→ Supplied material:
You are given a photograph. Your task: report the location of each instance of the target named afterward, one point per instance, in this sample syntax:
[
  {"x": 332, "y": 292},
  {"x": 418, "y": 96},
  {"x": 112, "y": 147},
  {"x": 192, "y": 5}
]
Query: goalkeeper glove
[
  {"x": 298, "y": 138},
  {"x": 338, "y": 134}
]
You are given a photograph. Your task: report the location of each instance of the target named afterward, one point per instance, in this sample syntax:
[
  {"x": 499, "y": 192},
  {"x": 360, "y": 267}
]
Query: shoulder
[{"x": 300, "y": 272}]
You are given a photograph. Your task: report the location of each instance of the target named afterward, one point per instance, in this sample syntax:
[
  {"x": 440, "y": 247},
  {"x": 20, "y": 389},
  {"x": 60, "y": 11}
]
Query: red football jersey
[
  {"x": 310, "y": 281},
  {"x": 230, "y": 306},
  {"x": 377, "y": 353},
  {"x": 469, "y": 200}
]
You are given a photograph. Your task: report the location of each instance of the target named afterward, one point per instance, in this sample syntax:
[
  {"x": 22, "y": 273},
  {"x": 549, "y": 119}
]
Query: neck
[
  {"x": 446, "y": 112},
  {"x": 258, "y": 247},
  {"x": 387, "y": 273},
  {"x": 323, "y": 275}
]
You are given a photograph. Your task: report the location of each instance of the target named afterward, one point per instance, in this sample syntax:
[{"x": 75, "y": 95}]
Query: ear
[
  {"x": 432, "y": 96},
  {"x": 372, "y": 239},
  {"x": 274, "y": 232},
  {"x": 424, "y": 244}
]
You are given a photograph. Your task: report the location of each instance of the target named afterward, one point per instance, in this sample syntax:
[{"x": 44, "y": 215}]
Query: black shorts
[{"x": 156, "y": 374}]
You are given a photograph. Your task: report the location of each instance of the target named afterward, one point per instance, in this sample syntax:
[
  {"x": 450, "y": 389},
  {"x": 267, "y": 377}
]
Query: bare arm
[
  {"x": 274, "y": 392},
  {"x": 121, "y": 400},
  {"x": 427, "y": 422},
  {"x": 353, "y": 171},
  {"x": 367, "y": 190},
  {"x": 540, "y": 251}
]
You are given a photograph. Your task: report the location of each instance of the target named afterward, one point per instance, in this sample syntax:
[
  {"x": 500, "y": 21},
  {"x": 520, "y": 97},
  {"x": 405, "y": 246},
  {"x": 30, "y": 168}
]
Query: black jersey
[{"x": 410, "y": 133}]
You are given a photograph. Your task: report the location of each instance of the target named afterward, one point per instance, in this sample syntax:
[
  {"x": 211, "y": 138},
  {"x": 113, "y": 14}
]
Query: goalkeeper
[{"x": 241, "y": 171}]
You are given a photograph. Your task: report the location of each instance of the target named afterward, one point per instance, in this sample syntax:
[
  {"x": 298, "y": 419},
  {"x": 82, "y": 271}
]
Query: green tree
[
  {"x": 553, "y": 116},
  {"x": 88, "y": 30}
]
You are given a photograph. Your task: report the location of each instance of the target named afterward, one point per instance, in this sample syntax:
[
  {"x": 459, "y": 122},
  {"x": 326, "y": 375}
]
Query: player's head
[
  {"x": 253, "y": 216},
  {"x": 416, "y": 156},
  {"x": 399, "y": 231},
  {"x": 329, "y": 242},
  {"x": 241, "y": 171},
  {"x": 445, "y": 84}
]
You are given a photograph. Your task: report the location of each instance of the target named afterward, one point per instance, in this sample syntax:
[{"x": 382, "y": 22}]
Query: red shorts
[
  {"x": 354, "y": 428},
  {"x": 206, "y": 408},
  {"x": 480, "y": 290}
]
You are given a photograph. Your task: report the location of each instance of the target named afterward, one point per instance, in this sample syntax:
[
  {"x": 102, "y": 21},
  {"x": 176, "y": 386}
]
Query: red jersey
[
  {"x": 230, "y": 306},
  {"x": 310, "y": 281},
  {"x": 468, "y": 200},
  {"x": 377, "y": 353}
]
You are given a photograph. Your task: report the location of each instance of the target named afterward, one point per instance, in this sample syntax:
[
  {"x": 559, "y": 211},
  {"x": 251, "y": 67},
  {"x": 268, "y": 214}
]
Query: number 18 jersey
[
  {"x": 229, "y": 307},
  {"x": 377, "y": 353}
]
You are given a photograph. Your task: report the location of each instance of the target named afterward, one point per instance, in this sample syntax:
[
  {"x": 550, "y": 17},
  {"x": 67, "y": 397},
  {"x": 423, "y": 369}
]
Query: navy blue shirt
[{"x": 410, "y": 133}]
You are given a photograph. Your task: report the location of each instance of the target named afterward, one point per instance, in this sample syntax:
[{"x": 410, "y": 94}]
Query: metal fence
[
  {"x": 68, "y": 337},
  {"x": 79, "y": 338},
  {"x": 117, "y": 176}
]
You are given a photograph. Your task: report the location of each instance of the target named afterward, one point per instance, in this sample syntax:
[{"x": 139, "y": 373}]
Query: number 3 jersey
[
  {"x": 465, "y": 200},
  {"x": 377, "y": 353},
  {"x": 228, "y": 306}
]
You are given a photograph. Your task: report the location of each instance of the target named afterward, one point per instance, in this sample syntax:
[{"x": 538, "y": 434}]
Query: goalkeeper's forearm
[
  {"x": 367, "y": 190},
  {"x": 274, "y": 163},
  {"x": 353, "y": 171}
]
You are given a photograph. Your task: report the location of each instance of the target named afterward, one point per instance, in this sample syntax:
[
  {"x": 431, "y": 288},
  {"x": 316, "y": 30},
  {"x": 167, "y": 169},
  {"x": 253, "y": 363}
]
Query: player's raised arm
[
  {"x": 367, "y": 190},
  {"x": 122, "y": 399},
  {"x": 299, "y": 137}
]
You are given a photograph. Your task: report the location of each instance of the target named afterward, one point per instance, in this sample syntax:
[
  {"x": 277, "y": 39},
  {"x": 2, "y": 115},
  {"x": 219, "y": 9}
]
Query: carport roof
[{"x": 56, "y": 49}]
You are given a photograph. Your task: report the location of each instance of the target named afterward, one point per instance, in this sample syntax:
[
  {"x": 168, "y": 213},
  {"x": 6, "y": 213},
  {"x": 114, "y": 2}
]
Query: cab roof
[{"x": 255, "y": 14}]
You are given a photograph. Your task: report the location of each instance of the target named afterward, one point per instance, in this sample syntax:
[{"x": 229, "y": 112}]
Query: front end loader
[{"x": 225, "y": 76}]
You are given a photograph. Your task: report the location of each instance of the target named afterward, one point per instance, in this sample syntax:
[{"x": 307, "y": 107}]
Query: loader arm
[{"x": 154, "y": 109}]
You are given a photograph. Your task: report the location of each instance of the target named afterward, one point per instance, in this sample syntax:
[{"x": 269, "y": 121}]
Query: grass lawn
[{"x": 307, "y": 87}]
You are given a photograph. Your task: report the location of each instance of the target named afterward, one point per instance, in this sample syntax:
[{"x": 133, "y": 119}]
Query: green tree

→ Exercise: Return, unaltered, every line of the records above in which the string "loader" appears.

→ Written response:
Query: front end loader
Query: loader arm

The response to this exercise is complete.